◆ Stated problem: Reproduce, unchanged, the rows that run from the very start through the line containing "MULTIPOLYGON (((721 302, 622", and output nothing else.

◆ Saved data entries:
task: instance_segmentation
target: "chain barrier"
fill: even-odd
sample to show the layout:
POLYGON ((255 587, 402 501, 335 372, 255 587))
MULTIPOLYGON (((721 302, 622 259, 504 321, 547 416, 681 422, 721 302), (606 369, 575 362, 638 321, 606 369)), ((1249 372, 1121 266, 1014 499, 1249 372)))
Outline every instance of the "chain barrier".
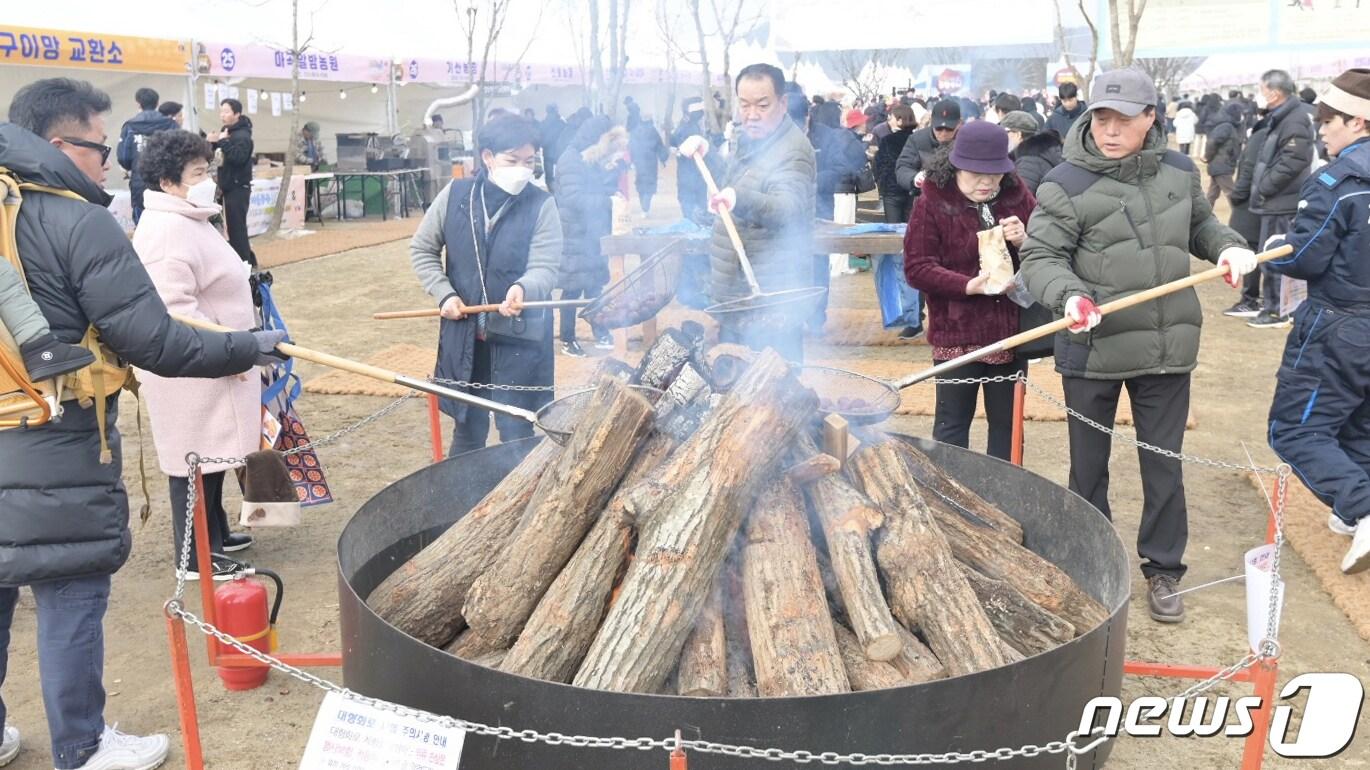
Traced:
MULTIPOLYGON (((1278 474, 1278 477, 1277 477, 1277 492, 1275 492, 1277 496, 1275 496, 1275 500, 1274 500, 1274 504, 1273 504, 1273 512, 1274 512, 1274 518, 1275 518, 1275 543, 1274 543, 1275 548, 1274 548, 1274 555, 1273 555, 1271 563, 1270 563, 1271 582, 1270 582, 1270 600, 1269 600, 1269 604, 1267 604, 1267 625, 1266 625, 1269 637, 1265 638, 1265 640, 1262 640, 1260 649, 1248 654, 1241 660, 1238 660, 1238 662, 1233 663, 1232 666, 1229 666, 1229 667, 1218 671, 1212 677, 1210 677, 1210 678, 1207 678, 1204 681, 1196 682, 1195 685, 1189 686, 1188 689, 1185 689, 1184 692, 1181 692, 1175 697, 1193 697, 1196 695, 1204 693, 1204 692, 1207 692, 1207 691, 1218 686, 1221 682, 1232 680, 1233 677, 1236 677, 1241 671, 1244 671, 1247 669, 1251 669, 1252 666, 1255 666, 1256 663, 1259 663, 1262 660, 1273 660, 1273 659, 1280 658, 1281 648, 1280 648, 1280 643, 1278 643, 1278 626, 1277 626, 1277 622, 1278 622, 1278 618, 1280 618, 1280 595, 1278 595, 1278 589, 1280 589, 1280 584, 1281 584, 1281 577, 1280 577, 1280 552, 1281 552, 1281 549, 1284 547, 1284 506, 1285 506, 1285 497, 1286 497, 1285 492, 1286 492, 1286 488, 1288 488, 1288 480, 1289 480, 1289 474, 1291 474, 1289 466, 1281 464, 1277 469, 1259 469, 1259 467, 1255 467, 1254 464, 1252 466, 1238 466, 1236 463, 1226 463, 1226 462, 1221 462, 1221 460, 1210 460, 1210 459, 1206 459, 1206 458, 1196 458, 1196 456, 1192 456, 1192 455, 1184 455, 1184 454, 1180 454, 1180 452, 1171 452, 1169 449, 1162 449, 1159 447, 1154 447, 1154 445, 1147 444, 1144 441, 1138 441, 1136 438, 1132 438, 1130 436, 1125 436, 1125 434, 1118 433, 1118 432, 1115 432, 1112 429, 1108 429, 1108 427, 1106 427, 1106 426, 1103 426, 1103 425, 1100 425, 1100 423, 1097 423, 1095 421, 1091 421, 1091 419, 1085 418, 1084 415, 1078 414, 1077 411, 1070 410, 1063 403, 1060 403, 1055 397, 1052 397, 1049 393, 1041 390, 1041 388, 1037 388, 1032 382, 1029 382, 1025 374, 1015 373, 1015 374, 1011 374, 1011 375, 997 375, 997 377, 985 377, 985 378, 937 380, 936 382, 945 384, 945 385, 970 385, 970 384, 977 384, 978 385, 978 384, 986 384, 986 382, 1011 382, 1011 381, 1019 381, 1019 380, 1023 381, 1025 384, 1028 384, 1029 388, 1032 388, 1036 393, 1038 393, 1040 396, 1043 396, 1045 400, 1051 401, 1052 404, 1055 404, 1055 406, 1058 406, 1060 408, 1064 408, 1067 414, 1070 414, 1071 417, 1082 421, 1085 425, 1089 425, 1089 426, 1092 426, 1092 427, 1095 427, 1097 430, 1103 430, 1104 433, 1108 433, 1111 436, 1122 438, 1123 441, 1126 441, 1129 444, 1133 444, 1133 445, 1136 445, 1138 448, 1148 449, 1148 451, 1152 451, 1152 452, 1156 452, 1156 454, 1162 454, 1162 455, 1178 459, 1181 462, 1192 462, 1192 463, 1206 464, 1206 466, 1219 467, 1219 469, 1255 470, 1258 474, 1262 470, 1274 471, 1274 473, 1278 474)), ((551 386, 485 385, 485 384, 471 384, 471 382, 449 381, 449 380, 438 380, 438 378, 433 378, 433 381, 434 382, 443 382, 443 384, 447 384, 447 385, 456 385, 456 386, 492 388, 492 389, 506 389, 506 390, 551 390, 552 389, 551 386)), ((406 395, 404 397, 401 397, 401 399, 399 399, 399 400, 388 404, 386 407, 381 408, 379 411, 377 411, 377 412, 374 412, 374 414, 371 414, 369 417, 362 418, 360 421, 358 421, 353 425, 342 427, 342 429, 340 429, 340 430, 337 430, 337 432, 334 432, 334 433, 332 433, 332 434, 329 434, 329 436, 326 436, 323 438, 319 438, 318 441, 312 441, 310 444, 304 444, 304 445, 300 445, 300 447, 295 447, 293 449, 288 449, 284 454, 285 455, 295 455, 295 454, 304 452, 304 451, 308 451, 308 449, 316 449, 316 448, 321 448, 321 447, 326 447, 329 444, 334 444, 334 443, 340 441, 341 438, 344 438, 344 437, 347 437, 347 436, 349 436, 349 434, 352 434, 352 433, 355 433, 355 432, 358 432, 358 430, 360 430, 360 429, 363 429, 363 427, 366 427, 366 426, 369 426, 369 425, 371 425, 371 423, 374 423, 377 421, 379 421, 381 418, 388 417, 390 412, 396 411, 400 406, 406 404, 412 397, 414 397, 414 393, 406 395)), ((236 464, 242 464, 244 462, 245 460, 242 458, 201 458, 200 455, 196 455, 195 452, 190 452, 186 456, 186 464, 189 466, 188 467, 188 477, 192 480, 192 484, 188 485, 189 486, 189 495, 186 497, 186 507, 185 507, 185 518, 186 518, 185 532, 186 533, 195 532, 195 508, 196 508, 196 501, 197 501, 197 496, 199 496, 199 489, 197 489, 197 485, 193 481, 196 478, 196 474, 199 473, 200 466, 206 464, 206 463, 236 466, 236 464)), ((934 493, 937 493, 937 492, 934 490, 934 493)), ((962 506, 956 504, 949 497, 947 497, 947 496, 944 496, 941 493, 937 493, 937 495, 940 497, 943 497, 944 500, 947 500, 948 503, 956 506, 958 508, 964 510, 962 506)), ((997 749, 992 749, 992 751, 988 751, 988 749, 975 749, 975 751, 970 751, 970 752, 945 752, 945 754, 859 754, 859 752, 855 752, 855 754, 840 754, 840 752, 832 752, 832 751, 829 751, 829 752, 812 752, 812 751, 803 751, 803 749, 800 749, 800 751, 785 751, 785 749, 781 749, 781 748, 758 748, 758 747, 751 747, 751 745, 723 744, 723 743, 714 743, 714 741, 704 741, 704 740, 680 740, 678 738, 678 733, 673 734, 670 737, 666 737, 666 738, 652 738, 652 737, 626 738, 626 737, 597 737, 597 736, 567 736, 567 734, 555 733, 555 732, 543 733, 543 732, 538 732, 538 730, 515 730, 514 728, 508 728, 508 726, 484 725, 484 723, 480 723, 480 722, 470 722, 470 721, 466 721, 466 719, 458 719, 455 717, 448 717, 448 715, 441 715, 441 714, 433 714, 430 711, 411 708, 411 707, 407 707, 407 706, 401 706, 401 704, 397 704, 397 703, 390 703, 388 700, 379 700, 379 699, 375 699, 375 697, 370 697, 370 696, 353 692, 351 689, 342 686, 342 685, 338 685, 336 682, 325 680, 323 677, 311 674, 311 673, 308 673, 308 671, 306 671, 303 669, 299 669, 296 666, 290 666, 289 663, 285 663, 285 662, 282 662, 282 660, 279 660, 279 659, 277 659, 277 658, 274 658, 274 656, 271 656, 271 655, 269 655, 266 652, 262 652, 260 649, 258 649, 255 647, 251 647, 251 645, 248 645, 248 644, 245 644, 242 641, 238 641, 233 636, 230 636, 230 634, 219 630, 218 628, 207 623, 206 621, 203 621, 201 618, 199 618, 195 612, 190 612, 189 610, 185 608, 184 599, 185 599, 186 570, 189 569, 189 562, 190 562, 190 537, 188 536, 188 537, 184 538, 184 543, 181 544, 181 562, 179 562, 179 569, 177 570, 175 592, 174 592, 173 597, 169 599, 167 603, 166 603, 166 606, 164 606, 164 611, 166 611, 166 614, 169 617, 177 618, 177 619, 185 622, 186 625, 195 628, 200 633, 203 633, 206 636, 210 636, 210 637, 214 637, 221 644, 223 644, 226 647, 230 647, 230 648, 236 649, 237 652, 240 652, 242 655, 247 655, 248 658, 252 658, 253 660, 256 660, 256 662, 259 662, 259 663, 262 663, 264 666, 269 666, 271 669, 275 669, 277 671, 281 671, 282 674, 286 674, 286 675, 289 675, 289 677, 292 677, 295 680, 299 680, 300 682, 304 682, 307 685, 319 688, 319 689, 322 689, 325 692, 338 693, 338 695, 341 695, 342 697, 345 697, 348 700, 352 700, 352 701, 356 701, 356 703, 363 703, 363 704, 367 704, 367 706, 370 706, 373 708, 379 708, 382 711, 390 711, 390 712, 397 714, 400 717, 414 718, 414 719, 418 719, 418 721, 426 722, 426 723, 434 723, 434 725, 440 725, 440 726, 444 726, 444 728, 460 729, 460 730, 464 730, 464 732, 475 734, 475 736, 493 737, 493 738, 497 738, 497 740, 518 740, 518 741, 522 741, 522 743, 543 743, 543 744, 547 744, 547 745, 567 745, 567 747, 575 747, 575 748, 636 749, 636 751, 660 749, 660 751, 667 751, 667 752, 671 751, 671 749, 675 749, 675 748, 684 748, 686 751, 695 751, 695 752, 699 752, 699 754, 717 754, 717 755, 722 755, 722 756, 736 756, 736 758, 743 758, 743 759, 762 759, 762 760, 767 760, 767 762, 793 762, 793 763, 797 763, 797 765, 812 765, 812 763, 827 765, 827 766, 847 765, 847 766, 855 766, 855 767, 864 767, 864 766, 882 766, 882 767, 889 767, 889 766, 938 766, 938 765, 958 765, 958 763, 966 763, 966 762, 969 762, 969 763, 984 763, 984 762, 1000 762, 1000 760, 1007 760, 1007 759, 1033 758, 1033 756, 1041 756, 1044 754, 1049 754, 1049 755, 1064 754, 1066 755, 1066 770, 1075 770, 1077 769, 1077 763, 1078 763, 1078 758, 1081 755, 1089 754, 1091 751, 1095 751, 1096 748, 1099 748, 1104 743, 1107 743, 1107 741, 1112 740, 1114 737, 1117 737, 1117 736, 1108 736, 1108 734, 1106 734, 1106 728, 1100 726, 1100 728, 1095 728, 1089 733, 1084 733, 1084 734, 1081 734, 1078 730, 1073 730, 1073 732, 1070 732, 1066 736, 1064 740, 1048 741, 1048 743, 1045 743, 1043 745, 1032 745, 1032 744, 1029 744, 1029 745, 1022 745, 1022 747, 1017 747, 1017 748, 1003 747, 1003 748, 997 748, 997 749)), ((201 580, 204 580, 204 578, 201 578, 201 580)))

◆ Finished exercise:
task: instance_segmentation
target: "chain barrier"
fill: even-odd
sample to show the layout:
POLYGON ((255 587, 402 501, 335 372, 255 587))
MULTIPOLYGON (((721 302, 622 259, 504 321, 547 416, 681 422, 721 302), (606 369, 575 362, 638 321, 606 369)), ((1249 372, 1121 266, 1014 499, 1249 372)))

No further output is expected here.